REQUIREMENT: In the entries below, find the line containing "column 423, row 796" and the line containing "column 679, row 368". Copy those two lines and everything between them exactly, and only that.

== Segment start ==

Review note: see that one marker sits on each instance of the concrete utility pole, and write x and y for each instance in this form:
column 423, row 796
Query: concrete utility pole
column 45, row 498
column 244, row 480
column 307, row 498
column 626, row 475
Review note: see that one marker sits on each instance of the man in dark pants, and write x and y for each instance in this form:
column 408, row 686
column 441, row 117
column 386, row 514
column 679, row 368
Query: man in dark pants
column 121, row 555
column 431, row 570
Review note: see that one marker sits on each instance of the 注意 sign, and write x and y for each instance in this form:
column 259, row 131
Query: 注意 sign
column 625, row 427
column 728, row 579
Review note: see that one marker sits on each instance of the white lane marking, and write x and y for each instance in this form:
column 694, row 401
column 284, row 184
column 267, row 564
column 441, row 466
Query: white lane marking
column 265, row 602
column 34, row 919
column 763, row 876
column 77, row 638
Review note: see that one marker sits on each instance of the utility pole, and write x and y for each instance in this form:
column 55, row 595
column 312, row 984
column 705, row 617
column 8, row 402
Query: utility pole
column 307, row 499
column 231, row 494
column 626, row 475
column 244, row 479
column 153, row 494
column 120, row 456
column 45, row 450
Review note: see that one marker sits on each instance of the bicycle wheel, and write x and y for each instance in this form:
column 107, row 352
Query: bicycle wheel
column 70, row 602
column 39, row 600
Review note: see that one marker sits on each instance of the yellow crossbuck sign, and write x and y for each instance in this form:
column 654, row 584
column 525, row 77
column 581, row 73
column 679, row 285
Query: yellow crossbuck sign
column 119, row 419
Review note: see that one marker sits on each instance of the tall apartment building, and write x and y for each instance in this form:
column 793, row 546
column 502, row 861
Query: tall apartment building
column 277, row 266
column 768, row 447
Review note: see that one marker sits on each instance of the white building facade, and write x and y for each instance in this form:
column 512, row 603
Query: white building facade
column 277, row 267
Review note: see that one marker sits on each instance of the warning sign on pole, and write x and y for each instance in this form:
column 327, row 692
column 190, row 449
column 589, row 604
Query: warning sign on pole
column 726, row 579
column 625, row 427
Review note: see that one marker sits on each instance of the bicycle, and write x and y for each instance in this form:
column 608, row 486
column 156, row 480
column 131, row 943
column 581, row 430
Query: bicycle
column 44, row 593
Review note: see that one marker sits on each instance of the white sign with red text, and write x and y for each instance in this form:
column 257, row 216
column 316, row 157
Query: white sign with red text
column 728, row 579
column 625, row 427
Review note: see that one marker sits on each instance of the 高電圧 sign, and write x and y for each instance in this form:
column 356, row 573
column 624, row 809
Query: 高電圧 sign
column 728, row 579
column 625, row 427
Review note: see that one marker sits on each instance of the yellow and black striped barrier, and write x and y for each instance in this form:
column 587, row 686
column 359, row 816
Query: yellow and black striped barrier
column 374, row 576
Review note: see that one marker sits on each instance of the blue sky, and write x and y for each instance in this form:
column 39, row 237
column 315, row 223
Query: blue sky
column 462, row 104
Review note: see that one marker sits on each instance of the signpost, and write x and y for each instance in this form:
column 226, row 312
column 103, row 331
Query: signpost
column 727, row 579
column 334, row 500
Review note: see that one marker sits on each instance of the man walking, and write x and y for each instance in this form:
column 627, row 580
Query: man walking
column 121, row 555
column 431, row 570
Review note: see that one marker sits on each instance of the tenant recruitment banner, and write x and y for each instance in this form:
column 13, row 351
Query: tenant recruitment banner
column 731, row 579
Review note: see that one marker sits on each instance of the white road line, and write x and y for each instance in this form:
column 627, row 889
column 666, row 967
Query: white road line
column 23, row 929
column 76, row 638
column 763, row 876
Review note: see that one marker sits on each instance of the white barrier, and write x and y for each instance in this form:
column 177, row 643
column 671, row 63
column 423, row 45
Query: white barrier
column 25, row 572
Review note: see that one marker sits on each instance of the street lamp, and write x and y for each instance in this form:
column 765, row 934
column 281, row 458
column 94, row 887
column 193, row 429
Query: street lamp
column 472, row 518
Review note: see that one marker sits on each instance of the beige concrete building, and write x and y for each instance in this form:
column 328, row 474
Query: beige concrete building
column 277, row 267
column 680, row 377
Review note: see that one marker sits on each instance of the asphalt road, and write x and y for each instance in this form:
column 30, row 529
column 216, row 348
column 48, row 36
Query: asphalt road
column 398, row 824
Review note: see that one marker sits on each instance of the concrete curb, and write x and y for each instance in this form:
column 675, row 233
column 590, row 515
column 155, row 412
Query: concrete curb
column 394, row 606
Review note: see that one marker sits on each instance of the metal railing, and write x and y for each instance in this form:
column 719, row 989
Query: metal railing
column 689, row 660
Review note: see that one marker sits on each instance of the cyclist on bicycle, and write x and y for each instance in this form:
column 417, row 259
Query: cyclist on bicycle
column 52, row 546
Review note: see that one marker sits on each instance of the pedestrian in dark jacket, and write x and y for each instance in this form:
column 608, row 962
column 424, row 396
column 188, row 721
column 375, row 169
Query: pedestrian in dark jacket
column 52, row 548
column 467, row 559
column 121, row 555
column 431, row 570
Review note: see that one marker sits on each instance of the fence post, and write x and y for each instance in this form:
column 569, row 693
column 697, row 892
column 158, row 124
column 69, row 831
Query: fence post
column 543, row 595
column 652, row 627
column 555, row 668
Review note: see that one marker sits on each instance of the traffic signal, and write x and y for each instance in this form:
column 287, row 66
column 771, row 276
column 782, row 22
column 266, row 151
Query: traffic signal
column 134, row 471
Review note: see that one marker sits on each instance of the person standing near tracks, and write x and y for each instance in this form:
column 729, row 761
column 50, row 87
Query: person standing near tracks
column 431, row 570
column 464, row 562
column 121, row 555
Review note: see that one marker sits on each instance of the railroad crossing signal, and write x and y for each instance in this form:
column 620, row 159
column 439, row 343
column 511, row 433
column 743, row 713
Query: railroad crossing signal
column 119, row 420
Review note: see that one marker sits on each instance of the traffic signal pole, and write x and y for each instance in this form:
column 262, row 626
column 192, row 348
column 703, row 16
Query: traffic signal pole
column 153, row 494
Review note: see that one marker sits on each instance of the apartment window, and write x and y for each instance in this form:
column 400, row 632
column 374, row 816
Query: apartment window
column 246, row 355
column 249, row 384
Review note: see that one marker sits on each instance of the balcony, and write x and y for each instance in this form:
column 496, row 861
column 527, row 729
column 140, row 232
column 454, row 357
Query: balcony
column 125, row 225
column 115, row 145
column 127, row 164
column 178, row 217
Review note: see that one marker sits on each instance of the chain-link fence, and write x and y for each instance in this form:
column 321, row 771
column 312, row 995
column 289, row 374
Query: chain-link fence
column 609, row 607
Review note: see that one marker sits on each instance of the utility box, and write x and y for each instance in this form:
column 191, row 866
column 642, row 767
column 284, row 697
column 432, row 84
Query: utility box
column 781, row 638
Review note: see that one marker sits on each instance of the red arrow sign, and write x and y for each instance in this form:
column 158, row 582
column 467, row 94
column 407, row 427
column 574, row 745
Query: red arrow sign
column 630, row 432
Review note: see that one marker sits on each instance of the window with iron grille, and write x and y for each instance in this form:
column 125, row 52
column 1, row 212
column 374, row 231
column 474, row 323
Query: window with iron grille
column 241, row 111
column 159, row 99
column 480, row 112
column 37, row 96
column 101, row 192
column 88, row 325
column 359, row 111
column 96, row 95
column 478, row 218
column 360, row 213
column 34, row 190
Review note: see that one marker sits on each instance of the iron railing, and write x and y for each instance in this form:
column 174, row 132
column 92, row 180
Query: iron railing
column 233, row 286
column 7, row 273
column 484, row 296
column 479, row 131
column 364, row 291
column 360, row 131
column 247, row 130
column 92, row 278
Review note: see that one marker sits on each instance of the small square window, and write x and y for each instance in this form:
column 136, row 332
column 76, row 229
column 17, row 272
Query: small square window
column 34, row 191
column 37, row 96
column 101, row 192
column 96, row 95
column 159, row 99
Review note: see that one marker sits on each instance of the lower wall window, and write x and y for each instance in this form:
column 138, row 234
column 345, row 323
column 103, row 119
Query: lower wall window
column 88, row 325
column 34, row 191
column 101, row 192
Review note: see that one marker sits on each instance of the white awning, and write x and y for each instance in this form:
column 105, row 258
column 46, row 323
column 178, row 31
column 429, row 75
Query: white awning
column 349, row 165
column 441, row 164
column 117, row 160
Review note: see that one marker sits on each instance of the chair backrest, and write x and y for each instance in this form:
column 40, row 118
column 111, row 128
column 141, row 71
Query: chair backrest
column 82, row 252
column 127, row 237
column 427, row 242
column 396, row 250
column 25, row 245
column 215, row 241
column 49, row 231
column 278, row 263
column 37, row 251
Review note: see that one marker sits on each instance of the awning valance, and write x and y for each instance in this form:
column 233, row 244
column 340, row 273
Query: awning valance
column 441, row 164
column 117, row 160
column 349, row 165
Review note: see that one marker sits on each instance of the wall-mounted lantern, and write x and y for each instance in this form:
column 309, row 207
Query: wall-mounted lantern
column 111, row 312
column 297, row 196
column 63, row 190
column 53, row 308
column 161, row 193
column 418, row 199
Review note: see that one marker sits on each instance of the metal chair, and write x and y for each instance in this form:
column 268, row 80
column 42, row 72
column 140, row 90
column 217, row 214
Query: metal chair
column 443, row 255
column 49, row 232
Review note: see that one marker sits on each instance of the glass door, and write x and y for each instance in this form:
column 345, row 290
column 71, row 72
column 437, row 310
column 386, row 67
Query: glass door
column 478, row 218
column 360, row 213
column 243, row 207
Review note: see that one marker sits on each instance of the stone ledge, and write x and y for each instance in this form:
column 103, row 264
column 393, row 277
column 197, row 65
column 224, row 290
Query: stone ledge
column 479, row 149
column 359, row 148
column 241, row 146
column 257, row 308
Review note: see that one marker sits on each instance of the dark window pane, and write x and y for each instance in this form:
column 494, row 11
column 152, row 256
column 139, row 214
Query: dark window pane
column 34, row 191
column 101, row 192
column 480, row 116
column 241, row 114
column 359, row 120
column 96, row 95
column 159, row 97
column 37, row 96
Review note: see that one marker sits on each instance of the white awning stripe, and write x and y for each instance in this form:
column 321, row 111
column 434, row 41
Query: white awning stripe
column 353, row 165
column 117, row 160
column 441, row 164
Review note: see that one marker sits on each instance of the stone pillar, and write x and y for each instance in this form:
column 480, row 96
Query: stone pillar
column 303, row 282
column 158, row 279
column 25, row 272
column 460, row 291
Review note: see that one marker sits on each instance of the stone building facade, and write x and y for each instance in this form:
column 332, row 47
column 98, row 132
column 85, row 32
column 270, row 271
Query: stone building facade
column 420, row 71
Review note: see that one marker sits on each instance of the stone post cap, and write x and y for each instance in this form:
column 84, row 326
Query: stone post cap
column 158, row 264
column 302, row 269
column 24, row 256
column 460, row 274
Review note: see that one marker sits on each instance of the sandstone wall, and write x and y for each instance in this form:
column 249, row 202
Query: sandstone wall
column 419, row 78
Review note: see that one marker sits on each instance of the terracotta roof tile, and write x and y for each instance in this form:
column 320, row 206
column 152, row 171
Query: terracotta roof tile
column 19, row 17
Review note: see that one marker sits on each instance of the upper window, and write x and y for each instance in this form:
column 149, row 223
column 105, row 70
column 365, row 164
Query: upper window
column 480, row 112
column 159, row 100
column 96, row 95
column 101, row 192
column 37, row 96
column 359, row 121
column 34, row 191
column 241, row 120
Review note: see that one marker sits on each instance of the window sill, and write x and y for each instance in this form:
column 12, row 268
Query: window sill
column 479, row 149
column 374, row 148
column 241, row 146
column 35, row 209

== Segment end ==

REPLY:
column 423, row 796
Query: concrete utility pole
column 45, row 498
column 244, row 480
column 307, row 498
column 626, row 475
Review note: see that one marker sits on each instance of the man in dark pants, and write x and y for each instance in this form:
column 408, row 686
column 441, row 117
column 386, row 514
column 679, row 368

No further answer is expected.